Exercise:
Convert the lines of the rows below into a Markdown table with the columns Number and Line, starting at the line that contains "Review question: In the picture above, detect the area" and ending at the line that contains "[482, 297, 609, 324]", and leave out any blank lines.
-- Start of Supplied material --
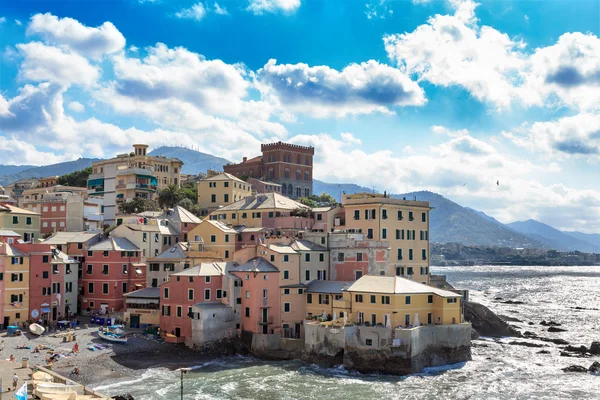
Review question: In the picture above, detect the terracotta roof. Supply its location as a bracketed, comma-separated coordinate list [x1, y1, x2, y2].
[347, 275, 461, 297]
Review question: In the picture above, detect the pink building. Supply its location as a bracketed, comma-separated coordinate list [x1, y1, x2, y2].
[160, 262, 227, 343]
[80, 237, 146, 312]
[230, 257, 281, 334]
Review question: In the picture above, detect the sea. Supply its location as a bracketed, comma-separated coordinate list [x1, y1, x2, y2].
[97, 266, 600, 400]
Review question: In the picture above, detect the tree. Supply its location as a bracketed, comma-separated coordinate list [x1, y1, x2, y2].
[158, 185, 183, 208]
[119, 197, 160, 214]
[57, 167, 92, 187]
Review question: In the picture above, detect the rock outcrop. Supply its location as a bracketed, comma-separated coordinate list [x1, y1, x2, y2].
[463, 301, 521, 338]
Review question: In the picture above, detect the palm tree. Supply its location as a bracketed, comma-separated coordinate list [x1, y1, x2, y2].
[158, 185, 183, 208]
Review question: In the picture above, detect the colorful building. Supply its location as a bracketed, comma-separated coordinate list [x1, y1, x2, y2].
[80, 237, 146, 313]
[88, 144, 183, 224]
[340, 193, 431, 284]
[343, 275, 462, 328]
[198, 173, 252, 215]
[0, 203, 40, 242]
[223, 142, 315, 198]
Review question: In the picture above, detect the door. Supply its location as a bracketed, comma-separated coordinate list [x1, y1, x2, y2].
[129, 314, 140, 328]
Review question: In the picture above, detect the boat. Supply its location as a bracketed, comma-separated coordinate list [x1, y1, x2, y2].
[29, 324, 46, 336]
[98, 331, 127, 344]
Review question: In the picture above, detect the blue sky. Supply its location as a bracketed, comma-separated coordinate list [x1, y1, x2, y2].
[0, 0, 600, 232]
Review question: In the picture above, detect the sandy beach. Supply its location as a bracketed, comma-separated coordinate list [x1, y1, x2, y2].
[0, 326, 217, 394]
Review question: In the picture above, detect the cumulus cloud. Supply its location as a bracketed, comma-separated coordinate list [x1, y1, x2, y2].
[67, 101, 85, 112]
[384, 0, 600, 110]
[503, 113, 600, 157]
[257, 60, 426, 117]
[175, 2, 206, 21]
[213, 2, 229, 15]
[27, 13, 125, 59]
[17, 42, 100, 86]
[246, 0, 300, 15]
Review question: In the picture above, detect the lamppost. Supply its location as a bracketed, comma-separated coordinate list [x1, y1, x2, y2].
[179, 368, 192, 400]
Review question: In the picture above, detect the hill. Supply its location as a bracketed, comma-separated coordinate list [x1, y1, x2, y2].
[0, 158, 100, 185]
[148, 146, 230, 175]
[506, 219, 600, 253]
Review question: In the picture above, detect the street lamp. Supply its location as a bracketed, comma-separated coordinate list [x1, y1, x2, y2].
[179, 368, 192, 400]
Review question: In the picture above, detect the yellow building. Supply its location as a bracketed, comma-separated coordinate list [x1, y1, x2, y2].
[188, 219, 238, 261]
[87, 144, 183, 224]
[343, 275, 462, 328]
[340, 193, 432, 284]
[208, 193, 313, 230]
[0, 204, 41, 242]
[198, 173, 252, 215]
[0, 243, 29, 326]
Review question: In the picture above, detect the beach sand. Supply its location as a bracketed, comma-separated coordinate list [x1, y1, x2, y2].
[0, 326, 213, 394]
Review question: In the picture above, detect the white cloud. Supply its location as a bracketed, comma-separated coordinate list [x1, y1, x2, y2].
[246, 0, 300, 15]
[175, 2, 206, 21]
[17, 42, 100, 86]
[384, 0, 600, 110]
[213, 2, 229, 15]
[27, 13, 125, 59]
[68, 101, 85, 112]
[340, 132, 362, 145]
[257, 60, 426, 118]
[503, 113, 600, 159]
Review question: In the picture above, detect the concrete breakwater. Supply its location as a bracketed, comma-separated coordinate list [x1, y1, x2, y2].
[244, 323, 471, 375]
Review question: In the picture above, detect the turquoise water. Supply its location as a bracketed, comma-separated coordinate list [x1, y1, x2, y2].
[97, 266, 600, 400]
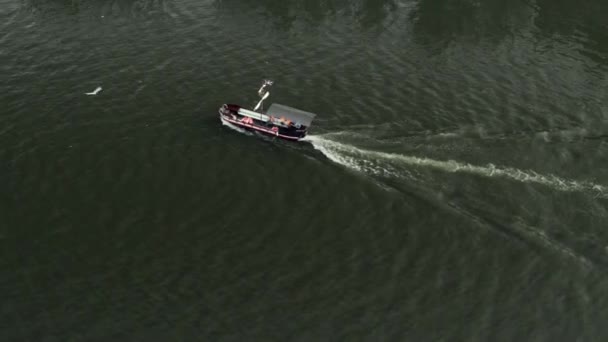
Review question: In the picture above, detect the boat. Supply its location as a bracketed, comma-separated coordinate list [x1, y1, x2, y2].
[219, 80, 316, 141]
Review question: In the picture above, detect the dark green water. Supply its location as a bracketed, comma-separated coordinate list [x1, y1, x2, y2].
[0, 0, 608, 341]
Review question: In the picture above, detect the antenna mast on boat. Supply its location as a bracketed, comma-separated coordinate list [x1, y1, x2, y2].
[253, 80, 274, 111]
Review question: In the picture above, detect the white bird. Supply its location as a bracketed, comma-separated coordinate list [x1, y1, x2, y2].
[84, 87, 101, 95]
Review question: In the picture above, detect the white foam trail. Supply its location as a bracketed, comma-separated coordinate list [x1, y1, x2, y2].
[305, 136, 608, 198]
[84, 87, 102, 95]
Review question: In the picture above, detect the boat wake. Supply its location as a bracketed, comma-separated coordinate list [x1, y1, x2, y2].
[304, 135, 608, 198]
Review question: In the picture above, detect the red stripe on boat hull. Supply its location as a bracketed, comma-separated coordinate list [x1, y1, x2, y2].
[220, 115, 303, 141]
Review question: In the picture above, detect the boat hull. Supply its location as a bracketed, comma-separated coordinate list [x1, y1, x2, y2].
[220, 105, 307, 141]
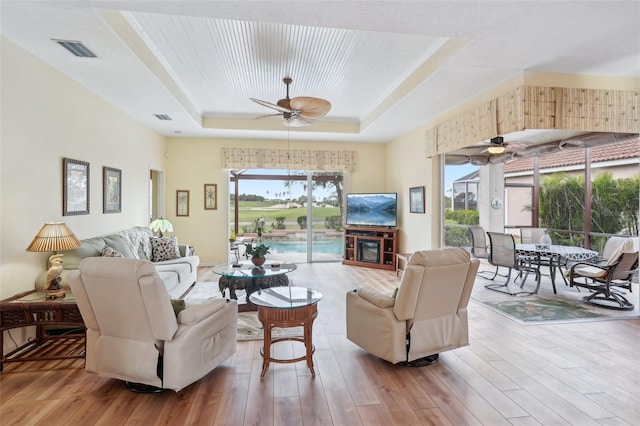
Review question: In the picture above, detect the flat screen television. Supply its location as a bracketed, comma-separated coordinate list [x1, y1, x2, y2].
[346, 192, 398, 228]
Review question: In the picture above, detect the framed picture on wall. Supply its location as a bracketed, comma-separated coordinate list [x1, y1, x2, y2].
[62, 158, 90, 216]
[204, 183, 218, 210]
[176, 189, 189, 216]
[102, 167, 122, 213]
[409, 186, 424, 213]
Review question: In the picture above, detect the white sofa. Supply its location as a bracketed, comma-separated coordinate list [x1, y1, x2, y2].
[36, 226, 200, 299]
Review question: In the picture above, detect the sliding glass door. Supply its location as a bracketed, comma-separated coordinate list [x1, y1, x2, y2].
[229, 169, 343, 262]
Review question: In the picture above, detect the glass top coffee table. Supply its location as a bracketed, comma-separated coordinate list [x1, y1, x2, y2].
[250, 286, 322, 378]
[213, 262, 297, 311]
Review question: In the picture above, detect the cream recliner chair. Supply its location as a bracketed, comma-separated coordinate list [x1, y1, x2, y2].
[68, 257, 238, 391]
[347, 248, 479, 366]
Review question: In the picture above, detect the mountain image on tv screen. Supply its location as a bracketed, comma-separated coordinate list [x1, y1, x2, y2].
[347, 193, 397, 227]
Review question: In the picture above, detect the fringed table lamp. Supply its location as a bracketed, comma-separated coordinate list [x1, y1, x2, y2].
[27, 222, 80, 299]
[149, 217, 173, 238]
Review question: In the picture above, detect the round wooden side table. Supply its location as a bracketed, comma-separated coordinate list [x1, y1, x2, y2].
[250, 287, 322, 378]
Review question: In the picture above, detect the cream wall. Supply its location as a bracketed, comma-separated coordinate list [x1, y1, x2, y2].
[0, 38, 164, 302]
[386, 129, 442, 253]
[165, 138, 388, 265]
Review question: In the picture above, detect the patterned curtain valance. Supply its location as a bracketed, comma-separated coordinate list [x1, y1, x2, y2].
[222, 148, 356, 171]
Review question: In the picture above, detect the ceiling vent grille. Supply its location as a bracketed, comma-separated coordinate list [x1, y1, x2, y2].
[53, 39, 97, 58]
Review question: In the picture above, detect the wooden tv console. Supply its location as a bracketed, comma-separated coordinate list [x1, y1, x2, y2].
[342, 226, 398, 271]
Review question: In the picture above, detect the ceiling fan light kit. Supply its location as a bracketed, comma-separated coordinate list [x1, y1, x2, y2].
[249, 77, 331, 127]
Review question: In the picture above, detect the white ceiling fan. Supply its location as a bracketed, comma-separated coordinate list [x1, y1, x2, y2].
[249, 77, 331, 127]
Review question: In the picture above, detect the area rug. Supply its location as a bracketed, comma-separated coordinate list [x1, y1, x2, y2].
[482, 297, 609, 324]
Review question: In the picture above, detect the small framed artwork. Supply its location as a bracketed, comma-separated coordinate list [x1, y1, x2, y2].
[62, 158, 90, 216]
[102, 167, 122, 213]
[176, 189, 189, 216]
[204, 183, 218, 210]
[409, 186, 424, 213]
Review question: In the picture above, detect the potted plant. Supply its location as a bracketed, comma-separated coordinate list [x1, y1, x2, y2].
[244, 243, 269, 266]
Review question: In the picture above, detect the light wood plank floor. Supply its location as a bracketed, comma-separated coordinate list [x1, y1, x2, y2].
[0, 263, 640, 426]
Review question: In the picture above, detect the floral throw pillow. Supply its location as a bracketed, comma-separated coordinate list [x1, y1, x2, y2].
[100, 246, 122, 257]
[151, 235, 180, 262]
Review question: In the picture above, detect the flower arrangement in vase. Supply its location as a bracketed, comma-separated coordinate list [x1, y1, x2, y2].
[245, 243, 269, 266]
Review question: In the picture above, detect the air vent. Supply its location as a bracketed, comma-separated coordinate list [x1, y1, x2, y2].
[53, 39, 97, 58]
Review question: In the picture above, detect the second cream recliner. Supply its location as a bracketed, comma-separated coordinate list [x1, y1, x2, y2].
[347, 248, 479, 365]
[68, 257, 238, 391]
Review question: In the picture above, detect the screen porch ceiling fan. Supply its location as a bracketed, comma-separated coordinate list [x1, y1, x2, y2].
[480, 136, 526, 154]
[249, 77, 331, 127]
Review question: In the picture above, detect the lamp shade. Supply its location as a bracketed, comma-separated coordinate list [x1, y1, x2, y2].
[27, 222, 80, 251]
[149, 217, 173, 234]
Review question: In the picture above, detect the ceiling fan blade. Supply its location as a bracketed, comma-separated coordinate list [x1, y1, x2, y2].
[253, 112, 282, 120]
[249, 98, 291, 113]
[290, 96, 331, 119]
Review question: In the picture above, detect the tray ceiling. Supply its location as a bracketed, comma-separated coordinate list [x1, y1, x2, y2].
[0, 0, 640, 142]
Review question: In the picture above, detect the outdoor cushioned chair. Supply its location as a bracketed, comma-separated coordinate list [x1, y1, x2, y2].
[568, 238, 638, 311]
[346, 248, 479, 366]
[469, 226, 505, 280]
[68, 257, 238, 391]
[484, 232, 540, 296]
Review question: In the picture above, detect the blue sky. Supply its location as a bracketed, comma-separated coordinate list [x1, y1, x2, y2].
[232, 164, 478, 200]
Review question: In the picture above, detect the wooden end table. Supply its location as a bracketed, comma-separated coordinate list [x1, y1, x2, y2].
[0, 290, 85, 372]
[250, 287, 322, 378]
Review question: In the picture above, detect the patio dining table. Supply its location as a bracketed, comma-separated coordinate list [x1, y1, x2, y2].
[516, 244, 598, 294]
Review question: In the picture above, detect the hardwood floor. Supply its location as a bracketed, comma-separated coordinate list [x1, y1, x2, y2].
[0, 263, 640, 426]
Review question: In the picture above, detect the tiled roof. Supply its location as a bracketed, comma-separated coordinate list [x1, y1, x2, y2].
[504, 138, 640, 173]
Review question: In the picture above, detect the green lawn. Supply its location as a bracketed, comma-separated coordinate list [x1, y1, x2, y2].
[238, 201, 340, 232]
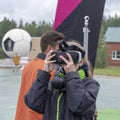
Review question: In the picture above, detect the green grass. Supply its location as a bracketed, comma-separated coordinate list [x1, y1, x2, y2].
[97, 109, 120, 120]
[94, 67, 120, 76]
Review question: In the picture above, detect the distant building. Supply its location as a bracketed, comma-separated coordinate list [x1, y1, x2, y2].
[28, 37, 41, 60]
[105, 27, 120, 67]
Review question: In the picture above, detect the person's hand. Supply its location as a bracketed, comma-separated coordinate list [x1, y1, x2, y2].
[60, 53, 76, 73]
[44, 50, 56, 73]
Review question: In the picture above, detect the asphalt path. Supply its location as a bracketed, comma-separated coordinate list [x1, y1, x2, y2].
-- End of Supplied material --
Response to this exercise:
| Number | Line |
|---|---|
| 1 | Review question: In the picture above, detect the area rug. Supply its location as a bracketed, comma-separated coordinate list [x1, y1, x2, y2]. |
| 2 | [482, 297, 609, 324] |